> [What needs to be done] Copy the items word for word, starting at the line that contains "Identify the stone lantern in" and ending with the last line of the items.

---+---

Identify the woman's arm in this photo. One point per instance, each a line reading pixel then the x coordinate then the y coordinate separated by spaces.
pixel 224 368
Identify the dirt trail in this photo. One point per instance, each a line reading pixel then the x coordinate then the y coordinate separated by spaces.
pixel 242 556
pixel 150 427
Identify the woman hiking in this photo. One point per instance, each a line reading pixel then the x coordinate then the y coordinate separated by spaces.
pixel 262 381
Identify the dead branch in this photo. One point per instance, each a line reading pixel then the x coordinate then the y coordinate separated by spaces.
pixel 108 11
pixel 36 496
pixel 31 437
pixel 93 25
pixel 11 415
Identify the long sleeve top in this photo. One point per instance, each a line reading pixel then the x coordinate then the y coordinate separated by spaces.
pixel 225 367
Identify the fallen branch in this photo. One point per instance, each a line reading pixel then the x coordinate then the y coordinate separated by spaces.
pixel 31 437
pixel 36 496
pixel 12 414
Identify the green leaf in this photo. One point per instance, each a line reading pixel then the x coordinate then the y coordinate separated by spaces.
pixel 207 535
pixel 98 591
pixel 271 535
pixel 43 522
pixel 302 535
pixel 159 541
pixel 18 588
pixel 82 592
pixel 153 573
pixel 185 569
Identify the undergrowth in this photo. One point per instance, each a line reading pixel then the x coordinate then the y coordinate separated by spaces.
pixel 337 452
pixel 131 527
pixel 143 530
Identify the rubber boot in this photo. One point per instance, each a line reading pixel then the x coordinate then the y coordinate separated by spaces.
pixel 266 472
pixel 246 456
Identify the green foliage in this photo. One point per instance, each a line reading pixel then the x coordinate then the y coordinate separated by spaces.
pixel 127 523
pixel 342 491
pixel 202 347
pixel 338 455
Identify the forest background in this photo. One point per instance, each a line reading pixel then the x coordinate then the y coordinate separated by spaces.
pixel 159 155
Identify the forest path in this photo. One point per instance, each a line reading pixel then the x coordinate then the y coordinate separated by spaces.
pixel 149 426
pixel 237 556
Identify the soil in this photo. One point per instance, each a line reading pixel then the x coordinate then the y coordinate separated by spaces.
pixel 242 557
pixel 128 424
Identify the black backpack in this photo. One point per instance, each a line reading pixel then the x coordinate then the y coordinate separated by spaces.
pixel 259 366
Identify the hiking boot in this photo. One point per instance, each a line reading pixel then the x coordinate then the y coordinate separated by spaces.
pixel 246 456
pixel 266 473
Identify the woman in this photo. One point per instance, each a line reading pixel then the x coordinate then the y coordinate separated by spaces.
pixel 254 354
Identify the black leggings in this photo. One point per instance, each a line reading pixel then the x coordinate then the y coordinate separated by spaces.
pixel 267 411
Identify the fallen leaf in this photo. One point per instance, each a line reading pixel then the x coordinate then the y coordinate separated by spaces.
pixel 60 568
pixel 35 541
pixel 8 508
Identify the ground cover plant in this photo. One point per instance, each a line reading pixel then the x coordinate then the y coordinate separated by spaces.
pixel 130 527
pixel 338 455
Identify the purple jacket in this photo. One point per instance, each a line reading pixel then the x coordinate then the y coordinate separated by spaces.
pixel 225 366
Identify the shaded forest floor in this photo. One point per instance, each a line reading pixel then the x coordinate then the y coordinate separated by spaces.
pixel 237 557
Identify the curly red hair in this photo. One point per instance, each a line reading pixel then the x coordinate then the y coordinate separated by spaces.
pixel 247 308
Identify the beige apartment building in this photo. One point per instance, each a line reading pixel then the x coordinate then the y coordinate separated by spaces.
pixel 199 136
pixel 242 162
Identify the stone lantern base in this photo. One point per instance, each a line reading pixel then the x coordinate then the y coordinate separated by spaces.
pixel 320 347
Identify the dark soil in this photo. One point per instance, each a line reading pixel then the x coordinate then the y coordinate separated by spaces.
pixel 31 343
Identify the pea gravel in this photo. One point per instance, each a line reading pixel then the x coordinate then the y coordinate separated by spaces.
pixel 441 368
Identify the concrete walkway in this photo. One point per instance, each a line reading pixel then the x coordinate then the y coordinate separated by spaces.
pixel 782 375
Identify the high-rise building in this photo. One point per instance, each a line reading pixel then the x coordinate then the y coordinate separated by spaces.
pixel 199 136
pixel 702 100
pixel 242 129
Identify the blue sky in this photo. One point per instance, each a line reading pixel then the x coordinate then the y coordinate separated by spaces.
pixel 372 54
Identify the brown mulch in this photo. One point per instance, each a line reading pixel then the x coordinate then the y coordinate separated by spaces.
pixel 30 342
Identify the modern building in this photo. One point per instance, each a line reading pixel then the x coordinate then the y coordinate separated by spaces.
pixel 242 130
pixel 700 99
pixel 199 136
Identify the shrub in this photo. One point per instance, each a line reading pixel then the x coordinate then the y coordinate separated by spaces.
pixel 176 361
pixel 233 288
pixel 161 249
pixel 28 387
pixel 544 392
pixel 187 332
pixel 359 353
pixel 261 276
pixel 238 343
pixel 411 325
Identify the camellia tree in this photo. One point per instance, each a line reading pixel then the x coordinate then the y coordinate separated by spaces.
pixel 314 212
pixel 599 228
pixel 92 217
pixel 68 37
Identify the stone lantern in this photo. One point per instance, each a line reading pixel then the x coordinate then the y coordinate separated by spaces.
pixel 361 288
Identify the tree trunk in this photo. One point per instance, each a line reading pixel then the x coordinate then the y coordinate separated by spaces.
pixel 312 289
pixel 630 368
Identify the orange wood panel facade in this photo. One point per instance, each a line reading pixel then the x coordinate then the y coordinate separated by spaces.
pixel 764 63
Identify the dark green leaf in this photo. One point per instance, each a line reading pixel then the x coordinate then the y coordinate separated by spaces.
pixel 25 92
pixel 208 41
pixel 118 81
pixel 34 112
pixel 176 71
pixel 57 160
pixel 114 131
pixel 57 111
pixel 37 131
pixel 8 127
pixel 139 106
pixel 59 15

---+---

> [Exercise response]
Identify the stone lantern in this photo. One point per instance, each a line reading pixel then the x coordinate then the y coordinate separated by spaces.
pixel 361 288
Identify the tree trunk in this photo. One point per instance, each a line reading pixel then the x coordinate then the y coordinate separated by spaces.
pixel 312 289
pixel 630 368
Identify the orange wood panel facade in this photo. One point per instance, each a line reading pixel then the x coordinate then the y coordinate separated by spaces.
pixel 764 63
Identify the dark green leaf in this photo. One point per instance, each a line reading pixel then the x coordinate then the y coordinate separated by spaces.
pixel 25 92
pixel 208 41
pixel 118 81
pixel 34 112
pixel 176 71
pixel 57 160
pixel 114 131
pixel 57 111
pixel 37 131
pixel 8 127
pixel 139 106
pixel 59 15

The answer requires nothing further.